**ASSIGNMENT**
From the line with "Target: dead branch" to the final line of the records, every line is to be duplicated exactly, both of those lines included.

**MATERIAL FOR THIS EXERCISE**
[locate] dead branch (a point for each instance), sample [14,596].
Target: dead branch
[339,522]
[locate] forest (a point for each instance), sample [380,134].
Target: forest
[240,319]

**RESPONSE TO THE TASK**
Target: dead branch
[339,522]
[locate] forest (a point for each instance), sample [380,134].
Target: forest
[240,319]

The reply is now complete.